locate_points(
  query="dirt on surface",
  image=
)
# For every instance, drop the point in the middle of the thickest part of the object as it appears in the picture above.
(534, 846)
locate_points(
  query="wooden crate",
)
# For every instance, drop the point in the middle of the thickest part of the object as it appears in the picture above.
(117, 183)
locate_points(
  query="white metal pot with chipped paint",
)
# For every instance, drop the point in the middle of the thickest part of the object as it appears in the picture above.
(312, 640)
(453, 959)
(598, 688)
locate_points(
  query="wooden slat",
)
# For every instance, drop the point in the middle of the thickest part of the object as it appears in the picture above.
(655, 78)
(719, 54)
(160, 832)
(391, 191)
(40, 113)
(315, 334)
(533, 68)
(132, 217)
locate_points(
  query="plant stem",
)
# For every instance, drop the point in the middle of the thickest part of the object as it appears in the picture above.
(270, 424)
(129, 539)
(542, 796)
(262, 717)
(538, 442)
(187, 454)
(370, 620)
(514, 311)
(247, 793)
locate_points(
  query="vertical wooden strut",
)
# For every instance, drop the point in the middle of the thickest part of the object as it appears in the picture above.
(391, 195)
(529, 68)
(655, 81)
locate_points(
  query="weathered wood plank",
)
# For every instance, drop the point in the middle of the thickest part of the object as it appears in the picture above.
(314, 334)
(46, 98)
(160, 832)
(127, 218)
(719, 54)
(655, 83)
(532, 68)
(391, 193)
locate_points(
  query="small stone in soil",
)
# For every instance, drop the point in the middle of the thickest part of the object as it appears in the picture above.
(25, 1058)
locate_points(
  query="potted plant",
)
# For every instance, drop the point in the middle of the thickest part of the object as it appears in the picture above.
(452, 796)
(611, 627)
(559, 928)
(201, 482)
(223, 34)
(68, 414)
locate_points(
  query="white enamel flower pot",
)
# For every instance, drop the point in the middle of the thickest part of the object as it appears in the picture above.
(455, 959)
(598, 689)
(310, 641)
_____
(YOUR GOAL) Rewrite the listing above, replacing every "wooden" with "timber" and leaving the rest unchanged.

(CORRECT OUTPUT)
locate_points(
  query="dirt on surface",
  image=
)
# For every instance, drop the point in the middle of the thickest part of the object as it appears in the picture above.
(534, 846)
locate_points(
  query="timber crate",
)
# For every instance, drop the point in the middle of the thickest part of the object as it appears in the picture above.
(117, 183)
locate_points(
  query="white metal pot with chipped paint",
)
# For every instance, drop the point in the middle of the thickest part of the object as it appears in the picture above.
(312, 640)
(453, 959)
(598, 688)
locate_points(
  query="timber slat",
)
# For every instance, drop the point in the middle of the thickest part of the object as it appears in the picture above.
(655, 78)
(719, 54)
(160, 832)
(391, 191)
(40, 113)
(315, 334)
(533, 68)
(132, 217)
locate_points(
  query="plant stem",
)
# For every instance, drop the point in the middle of the thickest part of the object as it appears in the picture above.
(270, 424)
(129, 539)
(542, 796)
(262, 717)
(538, 442)
(187, 454)
(370, 620)
(514, 311)
(247, 793)
locate_points(
  query="vertical timber strut",
)
# For every instance, drop the point in the middle of the thickest part of the object as it appears in the picture above.
(391, 195)
(529, 68)
(655, 81)
locate_points(
  query="weathered wood plank",
)
# For every instance, drop the point in the middle of the thickest part of the object as it appears in the picture above.
(314, 334)
(46, 98)
(160, 832)
(127, 218)
(719, 54)
(655, 83)
(532, 68)
(391, 193)
locate_points(
  query="small stone in soil",
)
# For every instance, drop the point in the middle of the thickest part of the object as it appears in the picture above.
(25, 1058)
locate_points(
  query="potted plant",
)
# For every instance, drop the point in the middle of the thickest part of the object as it appears in the picture above.
(452, 796)
(611, 627)
(559, 928)
(201, 482)
(223, 34)
(68, 414)
locate_points(
  query="white enamel flower pot",
)
# For every instance, drop the point in the middle of the thickest part of the object as it appears in the picture above.
(455, 959)
(598, 689)
(310, 641)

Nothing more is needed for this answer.